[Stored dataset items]
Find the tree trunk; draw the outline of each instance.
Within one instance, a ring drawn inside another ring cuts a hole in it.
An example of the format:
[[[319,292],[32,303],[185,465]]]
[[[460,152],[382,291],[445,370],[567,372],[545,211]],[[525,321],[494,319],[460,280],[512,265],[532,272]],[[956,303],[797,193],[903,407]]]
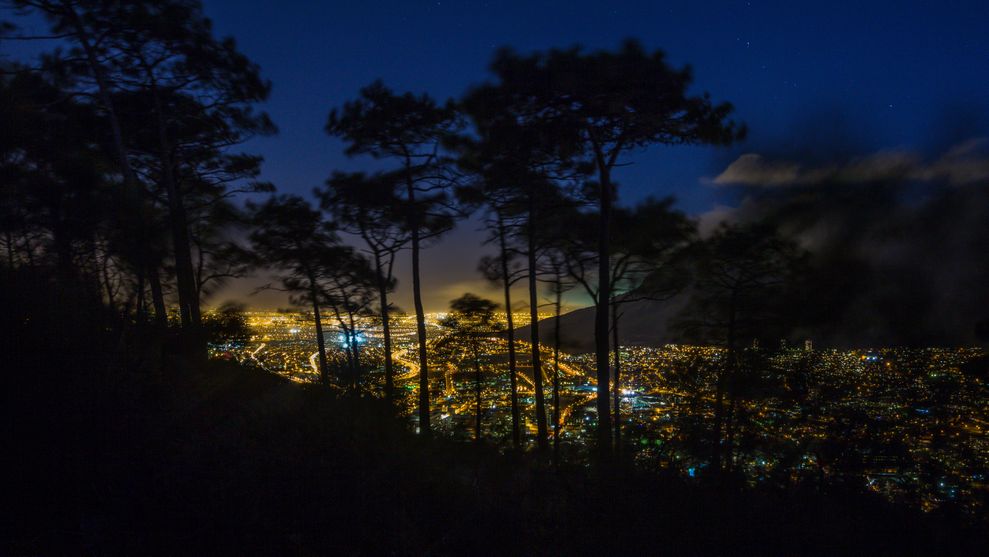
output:
[[[343,329],[343,338],[345,339],[346,342],[346,344],[343,347],[343,353],[347,355],[347,374],[349,375],[349,377],[345,377],[344,379],[347,380],[347,385],[350,386],[350,390],[351,392],[353,392],[354,377],[357,375],[357,371],[354,368],[354,351],[351,348],[351,344],[350,344],[350,333],[347,332],[346,327],[341,327],[341,328]]]
[[[103,286],[106,289],[106,302],[111,309],[117,309],[117,296],[113,288],[113,281],[110,280],[110,258],[107,257],[104,246],[103,260],[100,262],[100,277],[103,279]]]
[[[711,471],[721,475],[721,429],[724,421],[725,375],[726,366],[718,371],[717,386],[714,395],[714,431],[711,434]]]
[[[477,342],[477,339],[474,340]],[[474,405],[477,408],[474,416],[474,441],[481,442],[481,361],[474,348]]]
[[[599,157],[600,158],[600,157]],[[597,361],[598,451],[607,459],[611,453],[611,409],[608,400],[608,313],[611,306],[611,176],[602,161],[598,162],[600,179],[600,223],[598,227],[598,299],[594,312],[594,346]]]
[[[346,379],[347,385],[353,390],[354,377],[357,375],[357,368],[354,366],[354,343],[353,336],[351,335],[350,327],[347,326],[347,322],[343,320],[343,314],[340,313],[340,306],[337,304],[330,304],[333,308],[333,317],[337,320],[337,327],[343,331],[343,353],[347,355],[347,372],[344,379]]]
[[[165,309],[165,295],[161,291],[157,266],[148,268],[148,283],[151,285],[151,303],[155,307],[155,324],[164,330],[168,327],[168,311]]]
[[[148,320],[147,298],[144,295],[146,290],[144,267],[137,270],[137,287],[134,290],[134,314],[137,315],[137,322],[143,327]]]
[[[96,56],[96,51],[90,41],[89,33],[83,26],[82,20],[79,18],[79,14],[77,14],[71,7],[66,8],[66,11],[72,20],[72,25],[75,29],[79,44],[86,53],[86,61],[89,65],[89,69],[93,72],[94,79],[96,80],[96,89],[100,103],[103,105],[103,109],[106,110],[108,120],[110,121],[113,146],[114,150],[117,152],[118,162],[120,163],[120,171],[124,175],[124,185],[127,186],[128,190],[137,192],[138,182],[134,175],[134,170],[130,166],[130,153],[127,149],[127,143],[124,141],[123,127],[120,125],[120,118],[117,116],[116,107],[110,97],[110,84],[107,83],[106,75],[103,73],[103,67],[100,66],[99,60]]]
[[[735,349],[734,333],[729,341],[728,353],[731,358],[728,360],[730,372],[728,374],[728,417],[725,420],[725,470],[731,474],[735,467],[735,430],[737,429],[738,412],[738,353]]]
[[[560,463],[560,306],[563,288],[556,276],[556,300],[553,305],[553,462]]]
[[[395,255],[391,255],[394,260]],[[395,376],[391,358],[391,324],[388,322],[388,277],[382,270],[381,254],[374,252],[374,266],[378,271],[378,300],[381,304],[381,334],[384,337],[385,351],[385,400],[389,406],[395,397]]]
[[[735,465],[735,412],[738,409],[738,399],[735,396],[734,372],[728,378],[728,417],[725,419],[725,472],[730,476]]]
[[[72,264],[72,239],[65,230],[65,220],[61,210],[55,207],[49,217],[52,226],[52,244],[55,247],[55,280],[59,288],[68,292],[72,286],[74,266]],[[99,273],[99,270],[97,270]]]
[[[546,402],[543,396],[543,369],[539,362],[539,299],[536,282],[535,201],[529,197],[529,338],[532,343],[532,383],[536,389],[536,444],[548,448]]]
[[[622,372],[622,358],[621,358],[621,345],[618,342],[618,304],[615,304],[611,308],[611,337],[612,344],[614,345],[614,359],[615,359],[615,454],[620,454],[622,450],[622,417],[621,417],[621,402],[622,402],[622,383],[621,383],[621,372]]]
[[[519,429],[519,384],[518,365],[515,360],[515,323],[512,316],[512,282],[508,274],[508,246],[505,223],[498,219],[498,243],[501,249],[501,282],[505,288],[505,320],[508,322],[508,382],[511,386],[512,402],[512,446],[518,449],[522,444]]]
[[[14,270],[14,236],[10,231],[4,233],[7,240],[7,269]]]
[[[412,233],[412,300],[416,310],[416,335],[419,339],[419,432],[429,436],[429,362],[426,354],[426,315],[422,309],[422,285],[419,278],[419,213],[415,186],[406,181],[409,199],[409,228]]]
[[[712,447],[711,470],[715,474],[721,475],[721,438],[724,429],[724,401],[725,385],[729,381],[733,372],[735,357],[735,295],[732,295],[731,305],[728,308],[728,332],[726,335],[727,350],[725,354],[725,365],[721,366],[718,373],[717,393],[714,397],[714,446]]]
[[[319,382],[323,386],[329,386],[330,384],[330,366],[326,363],[326,341],[323,339],[323,319],[319,314],[319,293],[316,292],[316,280],[313,277],[309,277],[310,290],[309,295],[312,297],[312,313],[313,318],[316,320],[316,349],[319,350]]]
[[[198,332],[199,300],[196,297],[196,280],[192,265],[189,242],[189,224],[186,220],[182,192],[175,180],[171,150],[168,144],[168,131],[165,124],[164,108],[157,88],[152,85],[155,116],[158,126],[158,158],[161,165],[161,179],[168,198],[169,224],[172,233],[172,250],[175,257],[175,279],[179,293],[179,315],[182,327],[187,331]],[[195,306],[195,308],[193,308]],[[198,341],[195,341],[198,344]],[[198,348],[198,347],[197,347]]]
[[[348,344],[351,346],[351,350],[354,352],[354,379],[353,388],[354,393],[357,393],[357,386],[360,383],[361,378],[361,348],[357,345],[357,324],[354,323],[354,314],[348,312],[348,319],[350,319],[350,340]]]
[[[162,161],[163,164],[167,162]],[[182,194],[169,178],[165,179],[165,191],[168,196],[169,221],[171,223],[172,246],[175,257],[175,278],[179,294],[179,315],[182,327],[187,330],[198,328],[197,319],[199,301],[195,300],[195,281],[192,279],[192,260],[189,257],[188,236],[186,235],[185,208],[182,206]],[[193,309],[193,306],[196,309]]]
[[[354,345],[351,343],[350,333],[344,332],[343,336],[347,339],[347,347],[344,352],[347,353],[347,367],[350,368],[348,383],[350,384],[350,391],[353,393],[357,387],[357,358],[354,357]]]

- [TASK GOAL] The data above must be reproduced exactly, without any of its pictures.

- [SOLUTION FOR THIS PROBLEM]
Find the tree trunk; draw the outline of each instance.
Within one instance, a ring drawn inside another ring cuts a hole in it.
An example of the format:
[[[319,292],[32,303],[185,465]]]
[[[460,152],[382,291],[445,370],[567,372],[545,211]],[[525,321],[494,319],[460,280],[512,265],[532,272]],[[956,303],[797,193],[903,407]]]
output:
[[[343,329],[343,338],[345,339],[346,342],[346,344],[343,347],[343,353],[347,355],[347,374],[349,375],[349,377],[345,377],[344,379],[347,380],[347,385],[350,386],[350,390],[351,392],[353,392],[354,377],[357,375],[357,371],[354,368],[354,351],[351,348],[351,344],[350,344],[350,333],[347,332],[346,327],[341,327],[341,328]]]
[[[103,286],[106,289],[106,302],[111,309],[117,309],[117,296],[113,288],[113,281],[110,280],[110,258],[107,257],[104,246],[103,260],[100,262],[100,277],[103,279]]]
[[[711,471],[721,475],[721,429],[724,421],[725,375],[726,366],[718,371],[717,386],[714,395],[714,431],[711,434]]]
[[[477,342],[477,339],[474,340]],[[474,405],[477,408],[474,416],[474,441],[481,442],[481,361],[474,348]]]
[[[599,157],[600,158],[600,157]],[[597,361],[598,451],[607,459],[611,453],[611,409],[608,400],[608,313],[611,306],[611,176],[602,161],[598,162],[600,179],[600,223],[598,227],[598,299],[594,312],[594,346]]]
[[[346,379],[347,385],[353,390],[354,377],[357,375],[357,368],[354,366],[354,343],[353,336],[351,335],[350,327],[347,326],[347,322],[343,320],[343,314],[340,313],[340,306],[337,304],[330,304],[333,308],[333,317],[337,320],[337,327],[343,331],[343,353],[347,355],[347,372],[344,379]]]
[[[165,309],[165,295],[161,291],[157,266],[148,268],[148,283],[151,285],[151,303],[155,307],[155,324],[164,330],[168,327],[168,311]]]
[[[148,320],[147,298],[144,295],[146,290],[144,267],[137,270],[137,287],[134,290],[134,314],[137,315],[137,322],[143,327]]]
[[[96,56],[96,51],[90,41],[89,33],[83,26],[82,20],[79,18],[79,14],[77,14],[71,7],[66,8],[66,11],[72,20],[72,25],[75,29],[79,44],[86,53],[86,61],[89,65],[89,69],[93,72],[94,79],[96,80],[96,89],[100,103],[103,105],[103,109],[106,110],[108,120],[110,121],[113,146],[114,150],[117,152],[118,162],[120,163],[120,171],[124,175],[124,185],[127,186],[128,190],[137,192],[138,182],[134,175],[134,170],[130,166],[130,153],[127,149],[127,143],[124,141],[123,127],[120,125],[120,118],[117,116],[116,107],[110,97],[110,84],[107,83],[106,75],[103,73],[103,67],[100,66],[99,60]]]
[[[735,349],[734,333],[729,341],[728,353],[731,358],[728,360],[730,372],[728,374],[728,417],[725,420],[725,470],[731,474],[735,467],[735,430],[737,429],[738,412],[738,353]]]
[[[560,463],[560,306],[563,288],[556,276],[556,300],[553,305],[553,462]]]
[[[395,255],[391,255],[394,260]],[[395,376],[391,358],[391,324],[388,322],[388,277],[382,270],[381,254],[374,252],[374,266],[378,271],[378,300],[381,304],[381,334],[384,337],[385,351],[385,400],[389,406],[395,397]]]
[[[735,465],[735,412],[738,409],[738,399],[735,396],[734,372],[728,378],[728,417],[725,419],[725,472],[730,476]]]
[[[72,264],[72,239],[65,230],[65,220],[61,210],[55,207],[49,217],[52,226],[52,244],[55,247],[55,280],[59,288],[68,292],[72,286],[74,266]],[[99,273],[99,270],[97,270]]]
[[[546,402],[543,396],[543,369],[539,362],[539,299],[536,282],[535,201],[529,197],[529,338],[532,343],[532,383],[536,389],[536,444],[548,448]]]
[[[622,372],[622,358],[621,358],[621,345],[618,342],[618,304],[615,304],[611,308],[611,337],[612,344],[614,345],[614,359],[615,359],[615,454],[620,454],[622,450],[622,417],[621,417],[621,402],[622,402],[622,383],[621,383],[621,372]]]
[[[519,429],[519,384],[518,365],[515,360],[515,323],[512,316],[512,282],[508,274],[508,246],[505,223],[498,219],[498,243],[501,249],[501,282],[505,288],[505,320],[508,322],[508,382],[511,386],[512,402],[512,446],[518,449],[522,444]]]
[[[14,270],[14,236],[10,231],[4,233],[7,240],[7,269]]]
[[[412,233],[412,300],[416,310],[416,335],[419,339],[419,432],[429,436],[429,362],[426,354],[426,315],[422,309],[422,285],[419,278],[419,213],[415,186],[406,181],[409,199],[409,228]]]
[[[712,447],[711,470],[715,474],[721,475],[721,438],[724,429],[724,401],[725,385],[729,381],[733,372],[735,357],[735,295],[732,295],[731,305],[728,308],[728,332],[726,335],[727,350],[725,354],[725,365],[721,366],[718,373],[717,393],[714,397],[714,446]]]
[[[319,382],[323,386],[329,386],[330,384],[330,366],[326,363],[326,341],[323,339],[323,319],[319,314],[319,293],[316,292],[316,280],[313,277],[309,277],[310,290],[309,295],[312,297],[312,313],[313,318],[316,320],[316,349],[319,350]]]
[[[198,332],[199,300],[196,297],[196,280],[192,265],[189,242],[189,224],[186,220],[182,192],[175,180],[171,150],[168,144],[168,131],[165,124],[164,108],[157,88],[152,85],[155,116],[158,126],[158,158],[161,165],[161,179],[168,198],[169,224],[172,233],[172,250],[175,257],[175,279],[179,293],[179,315],[182,327],[187,331]],[[195,306],[195,308],[193,308]],[[198,341],[195,341],[198,344]],[[198,348],[198,347],[197,347]]]
[[[348,344],[351,346],[351,350],[354,352],[354,379],[353,388],[354,393],[357,393],[357,386],[360,383],[361,378],[361,348],[357,345],[357,324],[354,323],[354,314],[348,312],[348,319],[350,319],[350,340]]]
[[[162,161],[163,164],[167,162]],[[182,194],[169,178],[165,179],[165,191],[168,196],[169,221],[171,223],[172,246],[175,257],[175,278],[179,294],[179,315],[182,327],[187,330],[198,328],[197,319],[199,301],[195,300],[195,281],[192,279],[192,260],[189,257],[188,236],[186,235],[185,208],[182,206]],[[193,309],[193,306],[196,309]]]
[[[354,345],[351,343],[350,333],[344,332],[343,336],[347,339],[347,347],[344,352],[347,353],[347,367],[350,368],[348,383],[350,384],[350,391],[353,393],[357,387],[357,358],[354,357]]]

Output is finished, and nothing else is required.